Pull out every line of the material below that contains the string "feather", and treat uppercase and lowercase as different.

> _SUPPLIED DATA_
•••
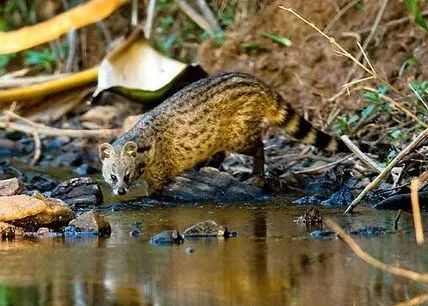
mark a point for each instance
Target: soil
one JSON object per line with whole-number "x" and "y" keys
{"x": 309, "y": 72}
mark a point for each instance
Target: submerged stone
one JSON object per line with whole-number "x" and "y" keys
{"x": 167, "y": 237}
{"x": 8, "y": 231}
{"x": 80, "y": 192}
{"x": 321, "y": 234}
{"x": 10, "y": 187}
{"x": 31, "y": 212}
{"x": 92, "y": 222}
{"x": 309, "y": 200}
{"x": 207, "y": 228}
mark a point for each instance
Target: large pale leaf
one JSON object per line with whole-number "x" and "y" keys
{"x": 139, "y": 72}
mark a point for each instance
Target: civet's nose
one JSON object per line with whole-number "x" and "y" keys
{"x": 121, "y": 191}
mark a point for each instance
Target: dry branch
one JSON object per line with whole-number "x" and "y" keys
{"x": 50, "y": 131}
{"x": 417, "y": 220}
{"x": 364, "y": 158}
{"x": 345, "y": 53}
{"x": 387, "y": 170}
{"x": 82, "y": 15}
{"x": 50, "y": 87}
{"x": 412, "y": 275}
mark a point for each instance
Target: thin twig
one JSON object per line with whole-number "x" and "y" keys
{"x": 363, "y": 157}
{"x": 418, "y": 95}
{"x": 37, "y": 149}
{"x": 134, "y": 13}
{"x": 409, "y": 274}
{"x": 359, "y": 64}
{"x": 149, "y": 19}
{"x": 340, "y": 14}
{"x": 415, "y": 301}
{"x": 417, "y": 219}
{"x": 387, "y": 170}
{"x": 397, "y": 218}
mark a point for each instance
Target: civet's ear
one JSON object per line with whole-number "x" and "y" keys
{"x": 105, "y": 150}
{"x": 130, "y": 149}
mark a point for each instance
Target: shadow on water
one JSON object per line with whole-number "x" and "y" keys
{"x": 272, "y": 262}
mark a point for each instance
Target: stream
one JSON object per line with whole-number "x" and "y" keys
{"x": 273, "y": 261}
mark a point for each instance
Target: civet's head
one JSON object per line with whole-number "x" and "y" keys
{"x": 123, "y": 166}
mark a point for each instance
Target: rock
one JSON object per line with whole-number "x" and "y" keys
{"x": 167, "y": 237}
{"x": 370, "y": 231}
{"x": 81, "y": 192}
{"x": 309, "y": 200}
{"x": 210, "y": 185}
{"x": 208, "y": 228}
{"x": 31, "y": 212}
{"x": 310, "y": 216}
{"x": 11, "y": 187}
{"x": 340, "y": 198}
{"x": 93, "y": 222}
{"x": 129, "y": 122}
{"x": 40, "y": 182}
{"x": 85, "y": 169}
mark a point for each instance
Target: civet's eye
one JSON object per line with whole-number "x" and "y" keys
{"x": 126, "y": 178}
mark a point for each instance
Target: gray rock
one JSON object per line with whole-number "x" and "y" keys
{"x": 167, "y": 237}
{"x": 210, "y": 185}
{"x": 208, "y": 228}
{"x": 80, "y": 192}
{"x": 11, "y": 186}
{"x": 92, "y": 222}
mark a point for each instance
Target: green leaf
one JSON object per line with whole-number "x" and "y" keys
{"x": 277, "y": 38}
{"x": 396, "y": 134}
{"x": 252, "y": 45}
{"x": 382, "y": 89}
{"x": 5, "y": 59}
{"x": 413, "y": 7}
{"x": 371, "y": 96}
{"x": 368, "y": 110}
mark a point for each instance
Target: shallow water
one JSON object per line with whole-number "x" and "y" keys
{"x": 272, "y": 262}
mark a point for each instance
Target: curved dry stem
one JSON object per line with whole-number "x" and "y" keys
{"x": 409, "y": 274}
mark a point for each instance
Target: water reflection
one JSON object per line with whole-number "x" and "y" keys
{"x": 270, "y": 263}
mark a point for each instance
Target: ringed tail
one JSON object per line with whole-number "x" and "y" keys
{"x": 297, "y": 127}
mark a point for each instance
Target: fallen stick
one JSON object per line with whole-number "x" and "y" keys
{"x": 50, "y": 87}
{"x": 417, "y": 219}
{"x": 50, "y": 131}
{"x": 82, "y": 15}
{"x": 409, "y": 274}
{"x": 318, "y": 169}
{"x": 363, "y": 157}
{"x": 387, "y": 170}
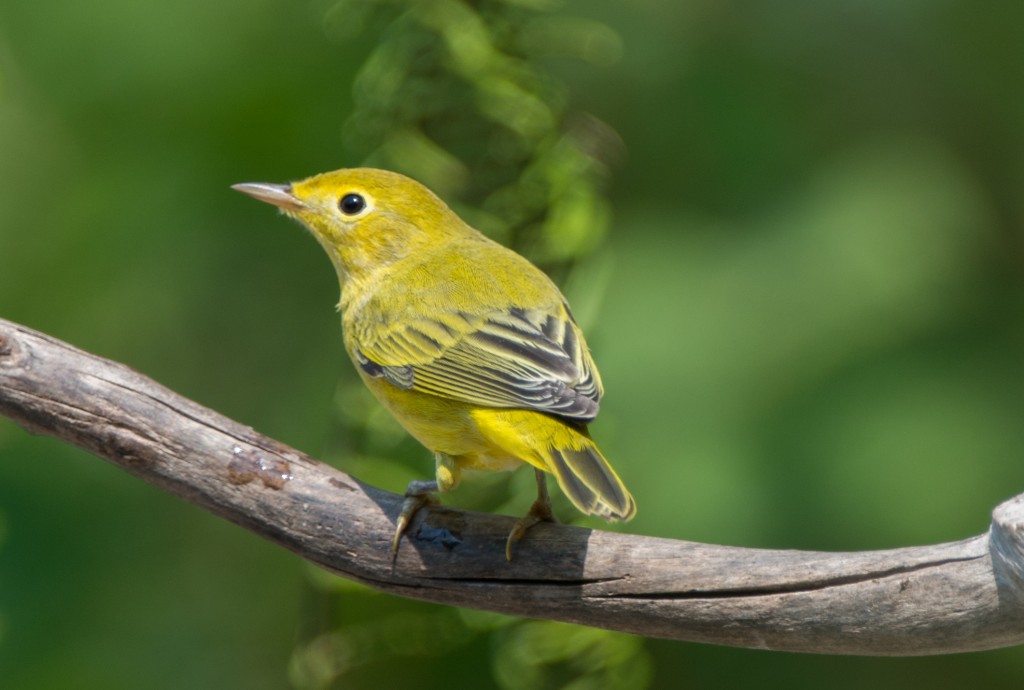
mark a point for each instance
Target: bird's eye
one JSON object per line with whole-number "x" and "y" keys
{"x": 351, "y": 204}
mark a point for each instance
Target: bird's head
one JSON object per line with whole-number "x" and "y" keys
{"x": 364, "y": 218}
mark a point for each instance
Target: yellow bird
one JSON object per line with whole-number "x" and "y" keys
{"x": 470, "y": 346}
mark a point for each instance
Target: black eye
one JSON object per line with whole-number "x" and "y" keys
{"x": 351, "y": 204}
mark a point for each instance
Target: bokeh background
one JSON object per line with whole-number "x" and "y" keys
{"x": 808, "y": 309}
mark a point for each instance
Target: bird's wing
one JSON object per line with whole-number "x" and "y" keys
{"x": 513, "y": 357}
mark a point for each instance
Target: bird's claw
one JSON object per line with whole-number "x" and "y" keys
{"x": 410, "y": 507}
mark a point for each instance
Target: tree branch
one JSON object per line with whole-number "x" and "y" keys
{"x": 924, "y": 600}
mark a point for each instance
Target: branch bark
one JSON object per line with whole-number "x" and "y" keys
{"x": 922, "y": 600}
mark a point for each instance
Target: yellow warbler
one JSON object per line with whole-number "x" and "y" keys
{"x": 469, "y": 345}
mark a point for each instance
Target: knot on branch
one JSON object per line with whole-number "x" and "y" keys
{"x": 1007, "y": 546}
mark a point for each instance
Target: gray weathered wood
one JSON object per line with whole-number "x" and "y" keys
{"x": 923, "y": 600}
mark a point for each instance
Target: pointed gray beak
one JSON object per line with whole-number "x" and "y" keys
{"x": 279, "y": 195}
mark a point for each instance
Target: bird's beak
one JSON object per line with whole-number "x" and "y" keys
{"x": 279, "y": 195}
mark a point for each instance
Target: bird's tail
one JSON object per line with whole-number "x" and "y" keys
{"x": 564, "y": 449}
{"x": 587, "y": 478}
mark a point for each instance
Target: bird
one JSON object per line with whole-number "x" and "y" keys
{"x": 471, "y": 347}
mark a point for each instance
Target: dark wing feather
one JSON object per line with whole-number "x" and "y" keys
{"x": 511, "y": 358}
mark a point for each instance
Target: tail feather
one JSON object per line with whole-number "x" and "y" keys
{"x": 588, "y": 480}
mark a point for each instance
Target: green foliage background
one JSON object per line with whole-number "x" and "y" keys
{"x": 808, "y": 312}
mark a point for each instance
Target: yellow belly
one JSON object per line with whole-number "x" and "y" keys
{"x": 479, "y": 438}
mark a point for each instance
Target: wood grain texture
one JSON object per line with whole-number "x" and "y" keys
{"x": 922, "y": 600}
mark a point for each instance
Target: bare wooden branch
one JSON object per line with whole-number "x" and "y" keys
{"x": 924, "y": 600}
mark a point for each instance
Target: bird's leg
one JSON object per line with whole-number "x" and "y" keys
{"x": 539, "y": 512}
{"x": 421, "y": 492}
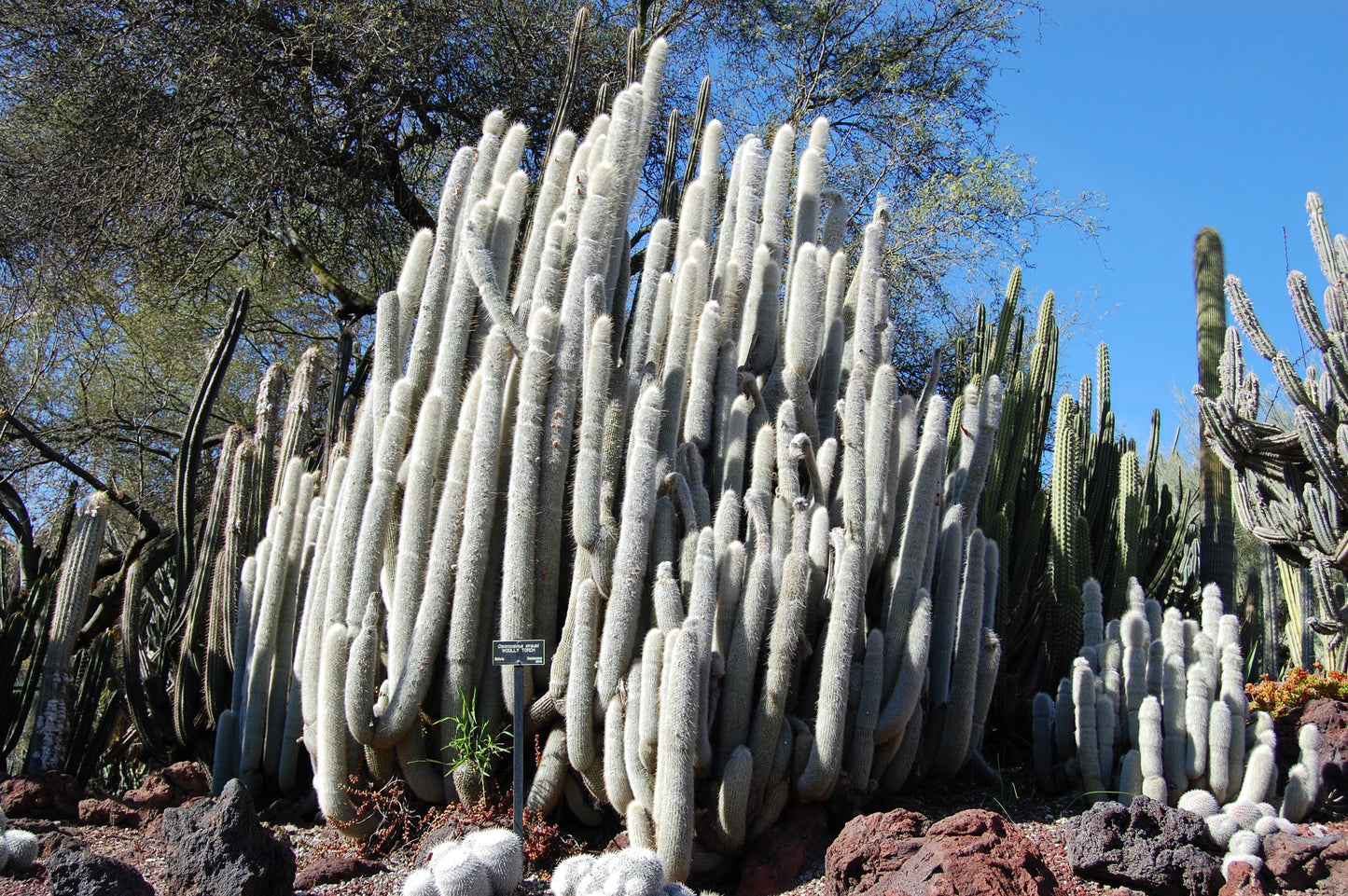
•••
> _RESPONSE TO THIS EXERCISE_
Target: dark wing feather
Target: tail feather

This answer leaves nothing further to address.